Start an MCP server by scaling from 0 to 1 replica.

Parameters:

  • name (str): MCP server name
  • wait_ready (bool): Wait for server to be ready (default: True)
  • timeout (int): Maximum wait time in seconds (default: 300)
  • namespace (str): Kubernetes namespace (default: "default")

Returns: Dictionary with server status after starting

Raises:

  • ValueError: If server not found
  • TimeoutError: If wait_ready=True and server doesn't become ready

stop_mcp(name, force=False)

Stop an MCP server by scaling to 0 replicas.

Parameters:

  • name (str): MCP server name
  • force (bool): Force immediate termination (default: False)
  • namespace (str): Kubernetes namespace (default: "default")

Returns: Dictionary with server status after stopping

Raises:

  • ValueError: If server not found

scale_mcp(name, replicas)

Scale an MCP server horizontally.

Parameters:

  • name (str): MCP server name
  • replicas (int): Desired replica count (0-10)
  • wait_ready (bool): Wait for all replicas to be ready (default: False)
  • timeout (int): Maximum wait time in seconds (default: 300)
  • namespace (str): Kubernetes namespace (default: "default")

Returns: Dictionary with server status after scaling

Raises:

  • ValueError: If server not found or invalid replica count

Worker Management Tools

list_workers(type_filter=None)

List all Kubernetes workers with their status, type, and resources.

Parameters:

  • type_filter (str, optional): Filter by worker type ("permanent" or "burst")

Returns: List of dictionaries with:

  • name: Worker node name
  • status: Worker status ("ready", "busy", "draining", "not_ready")
  • type: Worker type ("permanent" or "burst")
  • resources: Resource capacity and allocatable amounts
  • labels: Node labels
  • annotations: Node annotations
  • created: Node creation timestamp
  • ttl_expires (burst workers only): TTL expiration timestamp

Example:

from worker_manager import WorkerManager

manager = WorkerManager()

# List all workers
all_workers = manager.list_workers()
print(f"Total workers: {len(all_workers)}")

**Entries provided:**
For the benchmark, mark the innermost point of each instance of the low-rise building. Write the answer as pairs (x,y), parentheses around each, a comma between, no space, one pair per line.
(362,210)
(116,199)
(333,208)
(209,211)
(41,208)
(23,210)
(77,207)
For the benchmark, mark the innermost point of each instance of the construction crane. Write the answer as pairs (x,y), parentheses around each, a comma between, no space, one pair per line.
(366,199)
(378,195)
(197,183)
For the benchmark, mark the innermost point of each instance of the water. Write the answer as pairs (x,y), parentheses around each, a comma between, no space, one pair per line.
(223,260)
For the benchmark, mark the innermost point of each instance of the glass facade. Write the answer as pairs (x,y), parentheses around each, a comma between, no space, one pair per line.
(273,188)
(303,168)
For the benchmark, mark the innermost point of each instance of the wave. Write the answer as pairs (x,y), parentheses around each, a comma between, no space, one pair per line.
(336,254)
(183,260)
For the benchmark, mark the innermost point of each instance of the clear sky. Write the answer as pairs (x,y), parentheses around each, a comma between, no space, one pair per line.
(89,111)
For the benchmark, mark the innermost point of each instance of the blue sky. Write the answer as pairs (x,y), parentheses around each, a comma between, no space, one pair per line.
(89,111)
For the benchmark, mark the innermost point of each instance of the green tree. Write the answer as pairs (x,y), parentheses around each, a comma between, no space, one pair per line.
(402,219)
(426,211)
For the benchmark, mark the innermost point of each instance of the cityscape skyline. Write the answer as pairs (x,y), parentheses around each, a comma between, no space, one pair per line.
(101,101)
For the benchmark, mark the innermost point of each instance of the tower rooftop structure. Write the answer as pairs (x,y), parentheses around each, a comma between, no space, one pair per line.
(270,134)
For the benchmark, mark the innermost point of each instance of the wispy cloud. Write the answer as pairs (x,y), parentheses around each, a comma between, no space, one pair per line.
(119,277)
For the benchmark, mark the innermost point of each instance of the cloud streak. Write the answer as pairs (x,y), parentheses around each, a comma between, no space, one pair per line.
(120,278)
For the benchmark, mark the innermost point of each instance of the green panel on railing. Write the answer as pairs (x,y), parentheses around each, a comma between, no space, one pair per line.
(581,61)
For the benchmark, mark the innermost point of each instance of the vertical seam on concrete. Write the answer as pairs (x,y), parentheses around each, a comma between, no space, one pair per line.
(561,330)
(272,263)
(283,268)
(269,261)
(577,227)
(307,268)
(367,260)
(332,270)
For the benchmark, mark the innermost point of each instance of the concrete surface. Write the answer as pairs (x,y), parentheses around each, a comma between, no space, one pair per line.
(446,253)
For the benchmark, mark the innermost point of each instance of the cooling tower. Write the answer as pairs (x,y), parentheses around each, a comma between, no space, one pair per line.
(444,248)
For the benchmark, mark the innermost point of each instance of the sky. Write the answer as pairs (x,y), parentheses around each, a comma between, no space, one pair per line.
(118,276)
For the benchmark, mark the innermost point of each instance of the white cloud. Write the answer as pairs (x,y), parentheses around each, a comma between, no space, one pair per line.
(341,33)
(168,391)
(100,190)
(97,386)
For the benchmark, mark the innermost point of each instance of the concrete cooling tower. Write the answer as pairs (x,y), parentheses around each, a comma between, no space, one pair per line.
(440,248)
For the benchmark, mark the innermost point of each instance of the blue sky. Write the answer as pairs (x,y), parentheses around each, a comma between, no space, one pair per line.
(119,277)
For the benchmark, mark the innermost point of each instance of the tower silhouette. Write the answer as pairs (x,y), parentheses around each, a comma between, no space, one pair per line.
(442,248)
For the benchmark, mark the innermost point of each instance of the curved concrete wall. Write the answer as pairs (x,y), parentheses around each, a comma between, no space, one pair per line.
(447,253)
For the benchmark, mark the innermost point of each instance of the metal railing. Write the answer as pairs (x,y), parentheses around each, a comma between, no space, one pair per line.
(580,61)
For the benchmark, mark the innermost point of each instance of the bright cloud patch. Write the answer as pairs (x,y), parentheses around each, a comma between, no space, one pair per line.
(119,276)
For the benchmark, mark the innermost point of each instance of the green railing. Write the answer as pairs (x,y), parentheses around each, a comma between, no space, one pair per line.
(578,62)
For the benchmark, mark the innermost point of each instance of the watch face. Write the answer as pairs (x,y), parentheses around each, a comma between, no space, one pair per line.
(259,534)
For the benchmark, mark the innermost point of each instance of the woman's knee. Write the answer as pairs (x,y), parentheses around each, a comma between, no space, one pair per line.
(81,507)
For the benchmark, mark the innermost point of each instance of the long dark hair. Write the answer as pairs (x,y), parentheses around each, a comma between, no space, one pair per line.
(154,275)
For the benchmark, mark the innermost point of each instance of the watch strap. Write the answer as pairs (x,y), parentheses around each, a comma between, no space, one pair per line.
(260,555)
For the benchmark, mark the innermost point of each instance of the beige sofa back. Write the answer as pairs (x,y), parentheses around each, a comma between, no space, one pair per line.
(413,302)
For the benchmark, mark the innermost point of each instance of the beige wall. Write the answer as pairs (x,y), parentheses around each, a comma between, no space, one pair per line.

**Required action A:** In the MCP tool reference, what range of values does scale_mcp accept for the replicas parameter?
**Required action B:** List every status value a worker can have according to the MCP tool reference.
**Required action C:** Continue the MCP tool reference from its last line.
The entries have nothing to do with the MCP tool reference.

**Response box A:** 0 to 10

**Response box B:** "ready", "busy", "draining", "not_ready"

**Response box C:**
# List only burst workers
burst_workers = manager.list_workers(type_filter="burst")
print(f"Burst workers: {len(burst_workers)}")

# List only permanent workers
permanent_workers = manager.list_workers(type_filter="permanent")
print(f"Permanent workers: {len(permanent_workers)}")

provision_workers(count, ttl, size="medium")

Create burst workers by provisioning VMs and joining them to the Kubernetes cluster.

Parameters:

  • count (int): Number of workers to provision (1-10)
  • ttl (int): Time-to-live in hours (1-168, max 1 week)
  • size (str): Worker size ("small", "medium", or "large")
    • small: 2 CPU, 4GB RAM, 50GB disk
    • medium: 4 CPU, 8GB RAM, 100GB disk
    • large: 8 CPU, 16GB RAM, 200GB disk

Returns: List of provisioned worker information dictionaries

Raises:

  • WorkerManagerError: If provisioning fails or parameters are invalid

Example:

# Provision 3 medium burst workers with 24-hour TTL
workers = manager.provision_workers(count=3, ttl=24, size="medium")

for worker in workers:
    print(f"Provisioned: {worker['name']}")
    print(f"  Status: {worker['status']}")
    print(f"  TTL: {worker['ttl_hours']} hours")
    print(f"  Resources: {worker['resources']}")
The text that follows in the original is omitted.